• **O que fazer**:
A. Relacione, sem repetições, todos os atores e atrizes citados pelo nome no texto sobre a comédia romântica no século XXI.
B. Dê continuidade ao texto sobre a comédia romântica no século XXI, começando logo após a última frase apresentada.

───── Texto de origem ─────

A adequação da comédia romântica ao século XXI


A comédia romântica foi um dos gêneros mais comercializáveis do cinema nos anos 2000. Era praticamente impossível passar pelos grandes complexos dos shoppings ou pelas locadoras nessa década e não se deparar com pelo menos um desses títulos por semana entre as ofertas, dos mais banais aos extremamente relevantes e inventivos exemplares. Por anos, a comédia romântica era o carro-chefe de alguns estúdios, fez a carreira de alguns astros como Julia Roberts, Cameron Diaz e Hugh Grant e teve a preferência do público em massa, ficando conhecido como chick flicks

Conforme a década de 2010 foi passando e a sociedade foi se transformando com pautas relevantes como o machismo e a homofobia, as discussões sobre os papéis de homens e mulheres nas relações ganharam outros contornos e determinados estereótipos e clichês desse gênero cinematográfico ficaram obsoletos. É claro que toda essa transformação social afetou bastante a comédia romântica, afinal estamos falando de um gênero centrado em temas que estavam sendo reenquadrados como gênero e sexualidade.  

O anacronismo de alguns exemplares do início da década escancarou a urgência de mudanças nos roteiros e fez com que a presença de alguns desses títulos nos cinemas minguassem. Basta lembrar, por exemplo, de Qual seu Número? lançado em 2011 com Chris Evans e Anna Faris no elenco (foto abaixo). O filme derrapava ao apresentar uma protagonista feminina condenada o tempo inteiro pela produção por listar suas inúmeras aventuras sexuais tal qual os homens sempre fizeram e foram taxados como garanhões. 

Esse olhar de julgamento para a atitude da personagem está presente na diferença de tratamento que o longa confere para os dois lados do casal principal, a mocinha de Farris começa a história toda liberal, mas muda o curso da sua própria biografia no encontro com o cafajeste boa gente interpretado por Chris Evans. Nada novo sob o sol, apesar do filme aparentar "quebrar tabus". Aliás, um dos traços de algumas produções desse tempo é essa aparência de subverter algumas ideias sobre homens e mulheres nas relações amorosas quando na verdade oferecem para o público o mesmo olhar problemático para a representação dos gêneros de anos atrás. Alguns títulos vão conviver com essa contradição na busca por uma chave de comunicação com o espectador do século XXI. 



Qual seu Número? não é o pior dos exemplares. Longas como A Verdade Nua e Crua de 2009 com Katherine Heigl e Gerard Butler são bem mais problemáticos, mas esse filme de 2011 acaba sendo emblemático no que tange ao empasse que realizadores e estúdios enfrentavam no início da década. Eles sentiam a urgência de mudar algo pois o público estava começando a perder o interesse por essas produções, mas não sabiam ao certo como fazer isso muito bem sem descartar por completo o holofote do interesse central do gênero e que lhe confere identidade, o foco no enlace amoroso dos seus protagonistas. Os filmes teriam que representar uma outra ideia de romantismo, uma representação mais contemporânea do encontro amoroso.

───── Dados brutos ─────

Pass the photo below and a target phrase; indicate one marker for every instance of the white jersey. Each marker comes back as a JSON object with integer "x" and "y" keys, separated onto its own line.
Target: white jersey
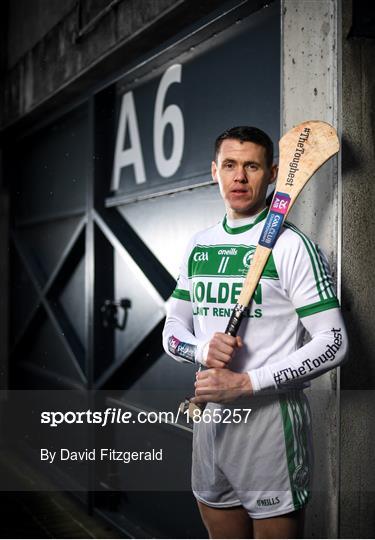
{"x": 295, "y": 285}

─────

• **Gabarito**:
A. Julia Roberts, Cameron Diaz, Hugh Grant, Chris Evans, Anna Faris, Katherine Heigl, Gerard Butler

B.
A produção baixou a guarda e, nesse início de década, alguns poucos exemplares acabaram se sobressaindo pela inteligência dos seus roteiros. É o caso de Amor à Toda Prova com o elenco estelar composto por Steve Carell, Ryan Gosling, Julianne Moore e Emma Stone em 2011 ou de Será que? também de 2013 com Daniel Radcliffe no cast. No entanto, talvez o caso mais bem-sucedido e que demonstrou o fôlego do gênero seja o de Questão de Tempo de 2013 (foto abaixo), que, curiosamente, veio de uma das mais prolíficas fontes da comédia romântica a década passada, a produtora inglesa Working Title. 

Questão de Tempo era dirigido e roteirizado por Richard Curtis, realizador que brilhou com títulos como Simplesmente Amor (2003) e Quatro Casamentos e um Funeral (1994). A história protagonizada por Domhnall Gleeson e Rachel McAdams trazia viagens no tempo como um dos seus mecanismos narrativos e funcionou muito bem, se mostrando carismática, com ótimos desempenhos dos seus atores e não apelando para estereotipias. O filme de Curtis ainda se deu bem nas bilheterias faturando quase US$ 90 milhões mundialmente, tendo custado apenas US$ 12 milhões para ser feito. Era sinal de que talvez o público ainda tivesse o gênero como demanda.  



Apesar de sucessos comerciais como Questão de Tempo, o cinema mais vendável da indústria na década de 2010 era outro, os estúdios de cinema e os exibidores estavam mesmo interessados em passar filmes de super-heróis e o público pagante dos multiplexes tinha esse nicho como preferência. Franquias baseadas em personagens da Marvel e DC Comics dominaram o circuito comercial na década e a comédia romântica teve que buscar guarida em outra "casa". Na era dos streamings, a Netflix passou a produzir exemplares do gênero que foram bem recebidos pelo público, sobretudo as produções adolescentes, impulsionando até mesmo a carreira de alguns atores, como Noah Centineo e Jacob Elordi.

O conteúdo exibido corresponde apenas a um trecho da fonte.